- [TRY IT] Whenever a line in the data below includes the string "patch", copy it out.

[Collection entries]
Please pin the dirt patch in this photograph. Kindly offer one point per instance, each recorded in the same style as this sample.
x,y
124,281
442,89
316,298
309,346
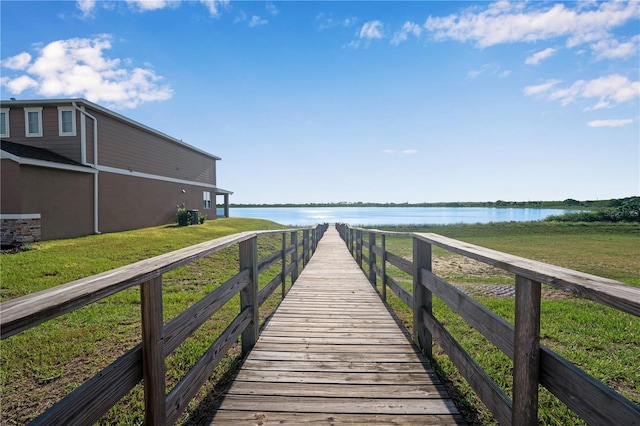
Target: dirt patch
--
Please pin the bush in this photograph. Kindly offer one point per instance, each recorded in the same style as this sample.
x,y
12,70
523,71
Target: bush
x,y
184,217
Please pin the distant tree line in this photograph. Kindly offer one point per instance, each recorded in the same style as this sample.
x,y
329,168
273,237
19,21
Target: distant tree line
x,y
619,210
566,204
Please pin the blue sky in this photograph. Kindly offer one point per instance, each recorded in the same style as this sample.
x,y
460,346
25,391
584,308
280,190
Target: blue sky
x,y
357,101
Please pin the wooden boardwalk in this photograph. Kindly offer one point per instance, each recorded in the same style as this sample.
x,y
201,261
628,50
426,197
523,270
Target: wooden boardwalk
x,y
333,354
---
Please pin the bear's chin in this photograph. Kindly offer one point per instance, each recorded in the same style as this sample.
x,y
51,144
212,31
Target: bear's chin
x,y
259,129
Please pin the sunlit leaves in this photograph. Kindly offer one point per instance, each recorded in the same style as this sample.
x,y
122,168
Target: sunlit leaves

- [OUTPUT OF THE EXERCISE]
Please pin the dirt patch in this photograph. Kindly offer one point per instance, each recorded in the same style as this sample.
Target: dirt patch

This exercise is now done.